*Texte extrait*:
⁂

Mais même le duo survolté aime le calme, et ne se prive pas de l’exprimer en musique : d’une douceur inattendue dans cet album explosif, Joey Starr et Nathy offrent une superbe déclaration d’amour à leur capitale, Paris par nuit, overdose de chill qui prend une saveur particulière en vue des récents événements qui l’ont touché. Les deux rappeurs du 93 dévouent leur art à rendre hommage à la douceur d’une nuit dans les rues de la capitale, ou perdu quelque part dans l’éternité des soirées sur les quais de Seine… « Paris, Paris, territoire du milieu / Paris, Paris, même le 9-3 est à mille lieues ». L’alternance entre la voix grave et sourde de Joey Starr et des intonations brumeuses plus aiguës de la voix de Nathy, qui enveloppe délicatement la prod planante du track, achève de donner ses formes envoûtantes à cette pause bienvenue dans le show éclatant des dandees.

« Tout le monde sait que Paname est universelle / Et Paris sans sa nuit n’aurait pas son pareil »

⁂

(Enregistrements tirés d'un jeu de données)
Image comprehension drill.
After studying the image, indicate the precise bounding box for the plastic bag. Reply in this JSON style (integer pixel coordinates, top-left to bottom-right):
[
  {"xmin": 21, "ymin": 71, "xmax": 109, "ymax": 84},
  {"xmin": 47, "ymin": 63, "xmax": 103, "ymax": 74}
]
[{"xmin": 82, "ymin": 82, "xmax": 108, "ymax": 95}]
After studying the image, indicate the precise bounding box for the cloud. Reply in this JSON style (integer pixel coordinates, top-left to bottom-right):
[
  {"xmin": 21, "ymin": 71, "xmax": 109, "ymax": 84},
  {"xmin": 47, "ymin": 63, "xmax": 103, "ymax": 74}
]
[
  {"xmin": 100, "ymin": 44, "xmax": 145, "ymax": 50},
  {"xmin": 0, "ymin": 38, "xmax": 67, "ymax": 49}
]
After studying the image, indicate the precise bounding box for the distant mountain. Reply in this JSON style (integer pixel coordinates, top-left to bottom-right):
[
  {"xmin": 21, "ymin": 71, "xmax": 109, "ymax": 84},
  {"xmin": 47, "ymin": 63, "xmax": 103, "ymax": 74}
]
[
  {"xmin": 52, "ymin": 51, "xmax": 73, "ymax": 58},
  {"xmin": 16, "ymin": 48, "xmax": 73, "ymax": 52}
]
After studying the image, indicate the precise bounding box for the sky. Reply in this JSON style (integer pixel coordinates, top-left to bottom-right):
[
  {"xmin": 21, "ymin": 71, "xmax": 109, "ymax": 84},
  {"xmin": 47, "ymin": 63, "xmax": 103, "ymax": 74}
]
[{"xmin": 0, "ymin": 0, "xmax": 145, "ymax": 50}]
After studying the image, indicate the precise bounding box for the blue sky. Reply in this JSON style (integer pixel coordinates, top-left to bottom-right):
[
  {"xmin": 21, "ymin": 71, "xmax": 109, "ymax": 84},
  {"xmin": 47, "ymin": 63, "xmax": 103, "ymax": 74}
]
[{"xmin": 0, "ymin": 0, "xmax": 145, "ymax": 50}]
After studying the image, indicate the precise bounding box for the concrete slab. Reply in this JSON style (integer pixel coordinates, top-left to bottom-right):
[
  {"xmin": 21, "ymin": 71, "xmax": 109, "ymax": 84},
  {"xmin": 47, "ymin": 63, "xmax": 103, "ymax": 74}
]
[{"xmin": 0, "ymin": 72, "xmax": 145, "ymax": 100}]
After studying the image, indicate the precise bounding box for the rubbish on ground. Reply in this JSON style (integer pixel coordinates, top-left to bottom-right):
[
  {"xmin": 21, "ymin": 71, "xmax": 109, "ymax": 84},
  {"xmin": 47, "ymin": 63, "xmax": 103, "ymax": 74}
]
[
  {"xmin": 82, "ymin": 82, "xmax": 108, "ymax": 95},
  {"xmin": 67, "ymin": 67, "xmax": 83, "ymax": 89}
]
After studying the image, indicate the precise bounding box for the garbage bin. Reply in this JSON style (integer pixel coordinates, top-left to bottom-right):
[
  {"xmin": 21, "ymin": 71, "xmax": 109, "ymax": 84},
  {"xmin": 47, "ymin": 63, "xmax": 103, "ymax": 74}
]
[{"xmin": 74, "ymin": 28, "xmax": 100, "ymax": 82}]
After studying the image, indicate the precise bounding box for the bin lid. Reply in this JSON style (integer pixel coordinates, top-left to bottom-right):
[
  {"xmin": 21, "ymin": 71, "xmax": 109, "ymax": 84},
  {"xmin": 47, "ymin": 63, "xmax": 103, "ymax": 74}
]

⁂

*Énoncé A*: D'après le texte extrait, quel est le titre du morceau dans lequel Joey Starr et Nathy rendent hommage à leur capitale ?
*Énoncé B*: Dressez la liste de tous les vers de chanson cités dans le texte extrait, en comptant séparément chaque vers délimité par une barre oblique.
Ce matériau n'a aucun rapport avec le texte.

*Réponse A*: Paris par nuit.

*Réponse B*:
Paris, Paris, territoire du milieu
Paris, Paris, même le 9-3 est à mille lieues
Tout le monde sait que Paname est universelle
Et Paris sans sa nuit n'aurait pas son pareil